(SHORT EXERCISE) Copy the following lines verbatim, covering every entry.

(Data entries)
++++++
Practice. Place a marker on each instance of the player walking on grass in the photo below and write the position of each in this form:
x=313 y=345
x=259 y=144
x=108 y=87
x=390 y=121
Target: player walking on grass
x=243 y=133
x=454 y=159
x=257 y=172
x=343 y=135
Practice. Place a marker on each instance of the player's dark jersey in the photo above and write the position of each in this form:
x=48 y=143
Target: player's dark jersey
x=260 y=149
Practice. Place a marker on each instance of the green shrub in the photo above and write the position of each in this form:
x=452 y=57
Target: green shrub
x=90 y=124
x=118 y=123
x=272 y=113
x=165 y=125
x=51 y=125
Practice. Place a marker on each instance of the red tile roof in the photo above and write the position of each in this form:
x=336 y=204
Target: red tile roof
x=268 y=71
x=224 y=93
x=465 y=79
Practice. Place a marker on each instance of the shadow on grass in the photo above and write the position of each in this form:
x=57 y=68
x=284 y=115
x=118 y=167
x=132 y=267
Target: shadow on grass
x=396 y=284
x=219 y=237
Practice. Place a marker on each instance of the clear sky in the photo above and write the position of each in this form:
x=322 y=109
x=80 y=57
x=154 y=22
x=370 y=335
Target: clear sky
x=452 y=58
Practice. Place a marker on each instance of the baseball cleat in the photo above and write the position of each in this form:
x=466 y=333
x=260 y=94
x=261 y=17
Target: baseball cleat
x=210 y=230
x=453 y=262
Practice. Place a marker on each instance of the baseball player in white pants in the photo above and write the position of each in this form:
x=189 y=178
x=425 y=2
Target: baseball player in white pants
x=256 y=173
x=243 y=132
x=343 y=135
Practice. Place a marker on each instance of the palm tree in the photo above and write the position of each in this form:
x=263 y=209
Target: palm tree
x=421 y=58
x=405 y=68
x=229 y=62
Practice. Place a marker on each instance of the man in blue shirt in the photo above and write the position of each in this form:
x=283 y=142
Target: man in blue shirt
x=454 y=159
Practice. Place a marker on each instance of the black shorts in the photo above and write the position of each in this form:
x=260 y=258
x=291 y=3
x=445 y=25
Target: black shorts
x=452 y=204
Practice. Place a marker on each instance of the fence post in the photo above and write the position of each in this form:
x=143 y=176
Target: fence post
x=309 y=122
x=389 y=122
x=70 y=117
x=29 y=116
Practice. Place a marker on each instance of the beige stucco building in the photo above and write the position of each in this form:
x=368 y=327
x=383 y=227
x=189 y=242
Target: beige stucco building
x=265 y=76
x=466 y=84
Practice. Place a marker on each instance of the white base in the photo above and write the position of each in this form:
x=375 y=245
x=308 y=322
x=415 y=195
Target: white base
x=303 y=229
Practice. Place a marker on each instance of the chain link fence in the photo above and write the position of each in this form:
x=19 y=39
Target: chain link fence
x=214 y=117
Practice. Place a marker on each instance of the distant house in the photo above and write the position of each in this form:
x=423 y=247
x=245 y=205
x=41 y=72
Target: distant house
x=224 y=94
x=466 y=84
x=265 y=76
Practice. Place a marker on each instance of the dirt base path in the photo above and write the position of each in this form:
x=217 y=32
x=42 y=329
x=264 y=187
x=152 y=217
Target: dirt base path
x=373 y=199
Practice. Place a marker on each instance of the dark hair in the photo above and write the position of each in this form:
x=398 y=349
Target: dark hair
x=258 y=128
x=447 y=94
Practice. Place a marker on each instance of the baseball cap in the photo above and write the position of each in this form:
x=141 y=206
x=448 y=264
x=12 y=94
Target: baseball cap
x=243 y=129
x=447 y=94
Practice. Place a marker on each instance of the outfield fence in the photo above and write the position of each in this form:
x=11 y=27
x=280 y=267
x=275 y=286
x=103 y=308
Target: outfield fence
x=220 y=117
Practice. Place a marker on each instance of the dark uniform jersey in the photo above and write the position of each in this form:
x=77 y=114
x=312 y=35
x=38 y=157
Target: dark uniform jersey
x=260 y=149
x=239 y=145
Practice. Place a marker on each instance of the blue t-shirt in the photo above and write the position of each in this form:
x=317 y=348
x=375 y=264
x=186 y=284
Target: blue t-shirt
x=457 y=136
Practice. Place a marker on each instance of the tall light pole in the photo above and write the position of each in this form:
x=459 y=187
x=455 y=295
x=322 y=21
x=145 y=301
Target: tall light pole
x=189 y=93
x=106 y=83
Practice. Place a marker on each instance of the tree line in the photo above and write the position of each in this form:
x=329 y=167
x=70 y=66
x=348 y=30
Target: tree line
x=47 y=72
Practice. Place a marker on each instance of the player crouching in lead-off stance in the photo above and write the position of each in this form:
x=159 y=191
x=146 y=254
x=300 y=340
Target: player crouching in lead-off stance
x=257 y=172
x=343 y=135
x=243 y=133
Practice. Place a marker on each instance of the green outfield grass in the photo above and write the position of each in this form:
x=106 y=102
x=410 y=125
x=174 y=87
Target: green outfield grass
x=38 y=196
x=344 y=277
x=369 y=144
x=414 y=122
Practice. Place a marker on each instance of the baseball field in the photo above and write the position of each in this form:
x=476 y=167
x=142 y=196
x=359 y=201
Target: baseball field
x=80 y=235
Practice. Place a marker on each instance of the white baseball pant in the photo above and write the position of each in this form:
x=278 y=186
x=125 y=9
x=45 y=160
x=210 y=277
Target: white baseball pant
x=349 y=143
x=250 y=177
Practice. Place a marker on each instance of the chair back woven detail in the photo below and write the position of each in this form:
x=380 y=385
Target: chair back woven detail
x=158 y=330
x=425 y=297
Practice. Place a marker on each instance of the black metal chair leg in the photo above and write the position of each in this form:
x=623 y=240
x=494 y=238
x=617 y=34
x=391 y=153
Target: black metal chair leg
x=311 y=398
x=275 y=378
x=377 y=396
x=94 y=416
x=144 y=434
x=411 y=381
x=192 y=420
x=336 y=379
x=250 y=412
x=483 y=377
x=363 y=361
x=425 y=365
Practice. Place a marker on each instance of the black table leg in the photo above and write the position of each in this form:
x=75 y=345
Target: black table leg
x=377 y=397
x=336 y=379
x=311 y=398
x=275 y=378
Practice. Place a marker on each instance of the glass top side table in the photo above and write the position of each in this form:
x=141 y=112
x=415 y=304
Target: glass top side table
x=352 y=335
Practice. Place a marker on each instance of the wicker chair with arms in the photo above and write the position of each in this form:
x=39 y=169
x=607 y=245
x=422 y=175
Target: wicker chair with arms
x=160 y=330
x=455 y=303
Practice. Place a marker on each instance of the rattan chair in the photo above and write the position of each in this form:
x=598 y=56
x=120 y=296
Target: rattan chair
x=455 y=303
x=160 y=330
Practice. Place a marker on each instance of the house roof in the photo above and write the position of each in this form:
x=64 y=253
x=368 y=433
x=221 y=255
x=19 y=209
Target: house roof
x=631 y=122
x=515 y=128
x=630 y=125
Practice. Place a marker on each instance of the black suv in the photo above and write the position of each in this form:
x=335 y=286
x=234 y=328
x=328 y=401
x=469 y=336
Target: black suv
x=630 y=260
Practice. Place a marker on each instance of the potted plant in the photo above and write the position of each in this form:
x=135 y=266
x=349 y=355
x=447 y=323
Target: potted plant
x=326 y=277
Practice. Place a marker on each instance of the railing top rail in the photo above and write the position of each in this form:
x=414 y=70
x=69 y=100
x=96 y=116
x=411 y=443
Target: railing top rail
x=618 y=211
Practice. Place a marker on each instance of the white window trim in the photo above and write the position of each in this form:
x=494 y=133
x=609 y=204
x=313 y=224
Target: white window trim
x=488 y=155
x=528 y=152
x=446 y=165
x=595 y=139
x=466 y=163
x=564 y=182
++++++
(OUTPUT FOR THIS TASK)
Practice. Place a marker on each instance of the player walking on grass in the photo below and write the position of each in this form:
x=313 y=345
x=259 y=144
x=108 y=87
x=390 y=121
Target: player walking on grass
x=243 y=133
x=454 y=159
x=257 y=172
x=343 y=135
Practice. Place a marker on each instance of the player's dark jersey in the photo above and write the position of each in this form:
x=48 y=143
Target: player's dark jersey
x=260 y=149
Practice. Place a marker on each instance of the green shrub in the photo above and write the position of each in this form:
x=452 y=57
Target: green shrub
x=90 y=124
x=118 y=123
x=272 y=113
x=165 y=125
x=51 y=125
Practice. Place a marker on each instance of the red tile roof in the photo above and write the position of each in this form:
x=336 y=204
Target: red tile roof
x=268 y=71
x=224 y=93
x=465 y=79
Practice. Place a marker on each instance of the shadow on grass in the photo above and write the position of each in this form:
x=57 y=68
x=284 y=115
x=118 y=167
x=132 y=267
Target: shadow on grass
x=396 y=284
x=219 y=237
Practice. Place a marker on each instance of the clear sky in the photo above and write the position of each in this form:
x=322 y=109
x=80 y=57
x=154 y=22
x=370 y=335
Target: clear sky
x=452 y=58
Practice. Place a marker on each instance of the baseball cleat in the photo above and write the position of each in this form:
x=466 y=333
x=260 y=94
x=261 y=17
Target: baseball cleat
x=210 y=230
x=453 y=262
Practice. Place a marker on each instance of the baseball player in white pants in the photo above and write the position of each in this form:
x=189 y=178
x=425 y=2
Target: baseball player in white pants
x=256 y=173
x=243 y=132
x=343 y=135
Practice. Place a marker on each instance of the palm tree in the photo above and write the position of each in this form:
x=263 y=209
Target: palm tree
x=421 y=58
x=405 y=68
x=229 y=62
Practice. Place a marker on each instance of the man in blue shirt in the photo above and write the position of each in this form:
x=283 y=142
Target: man in blue shirt
x=454 y=159
Practice. Place a marker on each instance of the black shorts in the photo above and write the position of each in this form:
x=260 y=258
x=291 y=3
x=445 y=25
Target: black shorts
x=452 y=204
Practice. Place a marker on each instance of the fence post in the photo above and write the position of each in this form:
x=143 y=176
Target: fence post
x=309 y=122
x=389 y=122
x=70 y=117
x=29 y=116
Practice. Place a marker on each instance of the beige stucco building in the photo above and write the position of each in this form:
x=368 y=327
x=383 y=227
x=189 y=242
Target: beige stucco building
x=265 y=76
x=466 y=84
Practice. Place a marker on each instance of the white base in the photo above and write the position of each in this form:
x=375 y=245
x=308 y=322
x=415 y=195
Target: white base
x=303 y=229
Practice. Place a marker on each instance of the chain link fence in the photo above and write the position of each in this form:
x=19 y=39
Target: chain link fence
x=214 y=117
Practice. Place a marker on each instance of the distant house in the photo above and write the position of each in this form:
x=423 y=247
x=245 y=205
x=41 y=72
Target: distant house
x=224 y=94
x=466 y=84
x=265 y=76
Practice. Place a marker on each instance of the dirt base path in the photo above and write the position of each in this form:
x=217 y=32
x=42 y=329
x=264 y=187
x=152 y=217
Target: dirt base path
x=373 y=199
Practice. Place a marker on each instance of the dark hair in the photo above and write the position of each in this form:
x=398 y=349
Target: dark hair
x=258 y=128
x=447 y=94
Practice. Place a marker on each instance of the baseball cap in the photo above and write the position of each in this form:
x=141 y=206
x=448 y=264
x=12 y=94
Target: baseball cap
x=243 y=129
x=447 y=94
Practice. Place a marker on each instance of the outfield fence in the photo above and write the position of each in this form:
x=11 y=27
x=280 y=267
x=275 y=286
x=103 y=308
Target: outfield fence
x=220 y=117
Practice. Place a marker on each instance of the dark uniform jersey in the photo above and write the position of each in this form:
x=77 y=114
x=312 y=35
x=38 y=157
Target: dark uniform jersey
x=260 y=149
x=239 y=145
Practice. Place a marker on each instance of the blue t-shirt in the photo above and write the position of each in this form:
x=317 y=348
x=375 y=264
x=186 y=284
Target: blue t-shirt
x=457 y=136
Practice. Place a marker on each instance of the tall light pole in the photo above and write the position of each in this form:
x=459 y=187
x=455 y=295
x=322 y=21
x=145 y=301
Target: tall light pole
x=189 y=93
x=106 y=83
Practice. Place a marker on each instance of the tree line in the photo above and write the position of each in this form:
x=329 y=167
x=70 y=66
x=348 y=30
Target: tree line
x=47 y=72
Practice. Place a marker on each instance of the player crouching in lead-off stance in the photo above and write the position of each in this form:
x=159 y=191
x=146 y=254
x=300 y=340
Target: player crouching in lead-off stance
x=257 y=172
x=343 y=135
x=243 y=133
Practice. Place a marker on each instance of the green outfield grass in the photo above and write the position of each in this form:
x=106 y=102
x=410 y=125
x=174 y=87
Target: green outfield grass
x=38 y=196
x=344 y=277
x=369 y=144
x=414 y=122
Practice. Place a marker on each instance of the baseball field in the photo above and write the position of each in this form:
x=476 y=167
x=142 y=196
x=359 y=201
Target: baseball field
x=80 y=235
Practice. Place a marker on each instance of the white baseball pant in the photo above and write the position of each in this form:
x=278 y=186
x=125 y=9
x=45 y=160
x=210 y=277
Target: white baseball pant
x=349 y=143
x=250 y=177
Practice. Place a marker on each instance of the chair back woven detail in the photo below and write the position of each in this form:
x=380 y=385
Target: chair back woven detail
x=158 y=330
x=425 y=297
Practice. Place a marker on each instance of the black metal chair leg in the photo above and write the position of each in this form:
x=623 y=240
x=494 y=238
x=617 y=34
x=391 y=153
Target: black metal chair leg
x=311 y=398
x=275 y=378
x=377 y=396
x=94 y=416
x=144 y=434
x=411 y=381
x=192 y=420
x=336 y=379
x=250 y=412
x=483 y=377
x=363 y=361
x=425 y=365
Practice. Place a marker on each instance of the black table leg in the photo above and write the position of each in this form:
x=75 y=345
Target: black table leg
x=377 y=397
x=336 y=379
x=311 y=398
x=275 y=378
Practice. Place a marker on each instance of the glass top side table in the photo above and write the position of each in this form:
x=141 y=112
x=415 y=304
Target: glass top side table
x=352 y=335
Practice. Place a marker on each instance of the wicker chair with arms in the photo above and write the position of each in this form:
x=39 y=169
x=607 y=245
x=422 y=175
Target: wicker chair with arms
x=160 y=330
x=455 y=303
Practice. Place a marker on each instance of the rattan chair in the photo above and write the position of each in this form:
x=598 y=56
x=120 y=296
Target: rattan chair
x=455 y=303
x=160 y=330
Practice. Place a marker on each instance of the house roof in the photo above and write the position of each in this form:
x=64 y=253
x=368 y=433
x=221 y=255
x=19 y=209
Target: house roof
x=631 y=122
x=515 y=128
x=630 y=125
Practice. Place a marker on each instance of the black suv in the photo above and write the position of each in this form:
x=335 y=286
x=234 y=328
x=328 y=401
x=469 y=336
Target: black suv
x=630 y=260
Practice. Place a marker on each instance of the potted plant in the photo above and write the position of each in this form:
x=135 y=266
x=349 y=355
x=447 y=323
Target: potted plant
x=326 y=277
Practice. Place a marker on each instance of the railing top rail in the photo above and write the position of each in this form:
x=414 y=70
x=69 y=100
x=96 y=116
x=411 y=443
Target: railing top rail
x=618 y=211
Practice. Place a marker on each instance of the white window trim in the photo above and write the position of each in this form:
x=494 y=133
x=609 y=204
x=313 y=224
Target: white window trim
x=488 y=155
x=528 y=152
x=446 y=165
x=595 y=139
x=466 y=163
x=564 y=182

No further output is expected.